EXTRACTED TEXT »
____

Unfortunately, women are more prone to having to deal with emotional labour than men. Grace says that it’s more expected of women because of the traditional gender division of labour whereby women have conventionally been designated the roles of caring and nurturance in the private sphere of the home, while men have been involved in rational production. And this division of labour between genders “has contributed to profound gendered implications, compounded by the dominance of societal assumptions that emotions are the ‘natural’ domain of women”.
Also, gendered assumptions about the ‘natural’ capacities of women to deliver service influence how managerial authority directs emotional labour in the workplace.
“Emotional labour is perceived as a ‘woman’s work’, whereby nurturing and caring for others is viewed as befitting for women as if by law of nature based on their gender difference from men,” says Grace.
Another reason for women being more exposed to emotional labour is because it’s a gendered ‘cultural performance’ that is conducted as repeated acts, which conform to what constitutes normal and expected of the female identity.
“In relation to the act of service, we are used to the constructed deferential behaviours and scripts of what constitutes good service, and most often this is from a woman,” Grace explains. “Through the constraints and direction of managerial mandate in the workplace, there still exists hegemonic gender regulation, despite contemporary times. And this influences how women are expected to behave when performing a service at work.”
Because we have to deal with it more, it’s not surprising to know that it takes its toll on us too. Grace says that emotional labour is “viewed as a taxing stressor and depletes women’s personal resources”.
“Academic research has demonstrated that, in addition to the initial stressor that is responsible for the employee performing emotional labour, the taxing effect of emotional labour as a coping mechanism in response to the initial stressor, even as a positive display of emotion, can deplete employees’ emotive and cognitive resources,” she explains.
The toil on women and the costs of emotional labour on organisations can be snowballing. For example, the effort taken to maintain one’s professional game face can negatively impact productivity, as employees who perform emotional labour for prolonged time periods make more errors and take more time for task completion.

____

LISTING »
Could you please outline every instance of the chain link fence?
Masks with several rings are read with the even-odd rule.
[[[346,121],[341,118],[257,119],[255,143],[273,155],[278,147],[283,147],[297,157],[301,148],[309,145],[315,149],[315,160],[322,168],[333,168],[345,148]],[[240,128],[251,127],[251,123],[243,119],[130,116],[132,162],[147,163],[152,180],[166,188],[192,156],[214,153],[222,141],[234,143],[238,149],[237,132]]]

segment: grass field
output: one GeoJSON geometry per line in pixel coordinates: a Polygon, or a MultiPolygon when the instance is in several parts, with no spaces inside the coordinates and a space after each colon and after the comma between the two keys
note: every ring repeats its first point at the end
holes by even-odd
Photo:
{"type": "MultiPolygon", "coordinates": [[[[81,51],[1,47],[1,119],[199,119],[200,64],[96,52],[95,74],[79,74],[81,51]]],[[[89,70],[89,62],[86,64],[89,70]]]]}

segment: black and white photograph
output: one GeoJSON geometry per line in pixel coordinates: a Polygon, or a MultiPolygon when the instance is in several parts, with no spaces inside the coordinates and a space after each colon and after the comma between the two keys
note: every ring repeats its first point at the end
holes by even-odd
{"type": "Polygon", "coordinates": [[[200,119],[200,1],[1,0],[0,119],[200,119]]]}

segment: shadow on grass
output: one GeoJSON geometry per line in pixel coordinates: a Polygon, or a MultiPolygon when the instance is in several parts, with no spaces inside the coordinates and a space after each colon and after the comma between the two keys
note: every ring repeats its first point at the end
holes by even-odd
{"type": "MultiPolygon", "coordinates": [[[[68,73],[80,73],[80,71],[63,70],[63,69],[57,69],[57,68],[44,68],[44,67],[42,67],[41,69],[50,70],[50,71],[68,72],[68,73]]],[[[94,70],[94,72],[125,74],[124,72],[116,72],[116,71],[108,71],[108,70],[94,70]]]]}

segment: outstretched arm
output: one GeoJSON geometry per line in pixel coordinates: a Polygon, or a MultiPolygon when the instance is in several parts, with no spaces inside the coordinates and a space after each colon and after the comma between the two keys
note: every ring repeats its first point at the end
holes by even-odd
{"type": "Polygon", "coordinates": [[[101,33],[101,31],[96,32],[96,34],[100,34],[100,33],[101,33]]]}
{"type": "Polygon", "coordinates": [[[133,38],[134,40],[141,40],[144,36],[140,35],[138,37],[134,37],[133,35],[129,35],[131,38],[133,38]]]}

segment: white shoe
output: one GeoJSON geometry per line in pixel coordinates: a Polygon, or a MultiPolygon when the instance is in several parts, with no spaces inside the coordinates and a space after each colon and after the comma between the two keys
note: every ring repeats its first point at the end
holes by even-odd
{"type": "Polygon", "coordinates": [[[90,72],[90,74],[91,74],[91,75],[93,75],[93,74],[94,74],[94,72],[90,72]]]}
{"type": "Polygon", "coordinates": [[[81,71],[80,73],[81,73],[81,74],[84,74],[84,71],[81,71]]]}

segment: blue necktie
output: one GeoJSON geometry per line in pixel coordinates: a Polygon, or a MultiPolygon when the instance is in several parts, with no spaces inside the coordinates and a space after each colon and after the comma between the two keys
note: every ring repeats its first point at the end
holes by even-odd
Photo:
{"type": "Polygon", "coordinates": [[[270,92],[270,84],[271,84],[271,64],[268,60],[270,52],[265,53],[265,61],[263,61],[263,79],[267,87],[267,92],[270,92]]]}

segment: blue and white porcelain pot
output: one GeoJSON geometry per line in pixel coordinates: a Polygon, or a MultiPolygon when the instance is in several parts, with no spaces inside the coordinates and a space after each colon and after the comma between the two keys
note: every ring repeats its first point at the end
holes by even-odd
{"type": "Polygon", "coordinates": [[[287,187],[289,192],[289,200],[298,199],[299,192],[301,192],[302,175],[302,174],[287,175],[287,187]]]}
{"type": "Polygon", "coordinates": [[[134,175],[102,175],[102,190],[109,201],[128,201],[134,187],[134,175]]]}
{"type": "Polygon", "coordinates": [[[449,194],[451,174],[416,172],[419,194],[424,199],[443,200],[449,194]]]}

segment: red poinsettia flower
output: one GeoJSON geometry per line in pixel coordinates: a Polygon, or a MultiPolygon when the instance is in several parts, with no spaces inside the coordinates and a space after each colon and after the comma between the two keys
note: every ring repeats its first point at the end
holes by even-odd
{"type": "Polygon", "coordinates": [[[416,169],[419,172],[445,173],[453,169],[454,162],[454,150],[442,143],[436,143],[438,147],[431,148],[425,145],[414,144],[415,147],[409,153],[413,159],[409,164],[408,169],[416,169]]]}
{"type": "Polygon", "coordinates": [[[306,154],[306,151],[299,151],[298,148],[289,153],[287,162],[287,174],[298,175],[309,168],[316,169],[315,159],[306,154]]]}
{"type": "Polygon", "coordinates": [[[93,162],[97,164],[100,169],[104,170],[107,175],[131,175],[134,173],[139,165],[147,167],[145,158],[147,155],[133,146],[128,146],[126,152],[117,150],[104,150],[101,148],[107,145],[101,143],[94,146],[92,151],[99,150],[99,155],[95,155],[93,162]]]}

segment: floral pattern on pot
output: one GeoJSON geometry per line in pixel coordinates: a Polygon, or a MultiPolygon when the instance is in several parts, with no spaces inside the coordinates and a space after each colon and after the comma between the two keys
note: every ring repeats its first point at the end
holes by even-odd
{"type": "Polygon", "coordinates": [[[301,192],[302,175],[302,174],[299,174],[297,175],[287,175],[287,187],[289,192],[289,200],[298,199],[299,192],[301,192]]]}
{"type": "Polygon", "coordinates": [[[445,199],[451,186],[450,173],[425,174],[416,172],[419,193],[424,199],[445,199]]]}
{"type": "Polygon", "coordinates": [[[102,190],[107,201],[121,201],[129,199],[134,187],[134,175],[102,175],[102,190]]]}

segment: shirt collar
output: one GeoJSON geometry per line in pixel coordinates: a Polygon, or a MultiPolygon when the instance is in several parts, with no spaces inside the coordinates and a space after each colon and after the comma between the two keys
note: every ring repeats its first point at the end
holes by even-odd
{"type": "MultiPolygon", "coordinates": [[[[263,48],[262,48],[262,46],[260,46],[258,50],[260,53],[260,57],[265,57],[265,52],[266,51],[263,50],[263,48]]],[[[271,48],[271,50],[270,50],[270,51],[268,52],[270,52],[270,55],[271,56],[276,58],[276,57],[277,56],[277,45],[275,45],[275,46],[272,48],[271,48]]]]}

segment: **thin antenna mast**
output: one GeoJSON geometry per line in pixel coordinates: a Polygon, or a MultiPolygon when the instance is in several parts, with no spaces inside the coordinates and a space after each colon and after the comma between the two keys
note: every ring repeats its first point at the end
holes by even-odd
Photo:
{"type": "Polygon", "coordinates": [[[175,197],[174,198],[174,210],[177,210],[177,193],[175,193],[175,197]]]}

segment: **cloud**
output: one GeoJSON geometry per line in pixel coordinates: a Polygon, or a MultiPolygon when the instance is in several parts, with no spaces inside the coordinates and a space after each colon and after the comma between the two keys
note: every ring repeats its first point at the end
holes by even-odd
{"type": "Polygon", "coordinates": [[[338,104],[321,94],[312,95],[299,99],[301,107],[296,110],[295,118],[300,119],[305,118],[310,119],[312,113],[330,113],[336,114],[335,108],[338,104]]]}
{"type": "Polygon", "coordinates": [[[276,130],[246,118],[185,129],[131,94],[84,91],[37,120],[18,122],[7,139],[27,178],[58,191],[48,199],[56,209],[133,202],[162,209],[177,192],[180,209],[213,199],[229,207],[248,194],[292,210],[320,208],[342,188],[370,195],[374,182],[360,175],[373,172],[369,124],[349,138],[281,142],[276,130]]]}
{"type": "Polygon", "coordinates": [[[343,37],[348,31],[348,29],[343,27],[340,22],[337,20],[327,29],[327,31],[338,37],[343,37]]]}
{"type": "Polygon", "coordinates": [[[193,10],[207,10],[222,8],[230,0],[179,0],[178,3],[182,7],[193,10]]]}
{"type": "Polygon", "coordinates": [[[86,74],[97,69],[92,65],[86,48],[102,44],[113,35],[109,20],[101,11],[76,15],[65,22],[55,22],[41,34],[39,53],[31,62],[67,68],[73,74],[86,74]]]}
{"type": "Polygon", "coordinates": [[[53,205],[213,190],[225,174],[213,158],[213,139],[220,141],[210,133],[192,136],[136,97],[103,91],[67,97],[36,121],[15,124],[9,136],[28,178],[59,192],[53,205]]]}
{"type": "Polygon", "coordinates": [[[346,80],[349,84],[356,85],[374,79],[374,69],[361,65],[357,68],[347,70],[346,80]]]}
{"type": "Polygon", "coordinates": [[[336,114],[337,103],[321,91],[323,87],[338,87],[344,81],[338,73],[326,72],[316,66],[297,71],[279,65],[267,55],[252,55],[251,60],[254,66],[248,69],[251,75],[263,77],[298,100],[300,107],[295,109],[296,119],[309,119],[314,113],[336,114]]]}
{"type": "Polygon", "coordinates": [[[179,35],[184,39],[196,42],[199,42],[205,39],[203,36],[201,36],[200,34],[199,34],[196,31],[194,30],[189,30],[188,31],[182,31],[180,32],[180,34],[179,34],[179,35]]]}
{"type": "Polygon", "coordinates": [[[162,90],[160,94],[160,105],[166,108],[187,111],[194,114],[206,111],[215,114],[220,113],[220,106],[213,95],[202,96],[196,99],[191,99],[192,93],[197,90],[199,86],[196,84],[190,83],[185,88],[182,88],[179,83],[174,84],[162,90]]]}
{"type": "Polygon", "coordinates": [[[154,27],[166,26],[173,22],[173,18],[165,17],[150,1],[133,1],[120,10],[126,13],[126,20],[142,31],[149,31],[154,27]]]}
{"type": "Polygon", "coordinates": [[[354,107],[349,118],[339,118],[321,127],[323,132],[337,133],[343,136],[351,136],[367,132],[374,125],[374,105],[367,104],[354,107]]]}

____

Summarize the text about emotional labor above in two sentences.

WORKED ANSWER » Women deal with more emotional labor than men because a traditional gender division of labor gave them caring roles, because emotions and service are assumed to be women's natural domain, and because workplace direction still regulates how women are expected to behave when serving. This labor is a taxing stressor that depletes the emotional and cognitive resources of those who perform it, and doing it for long periods leads to more errors and slower task completion, which also costs organizations.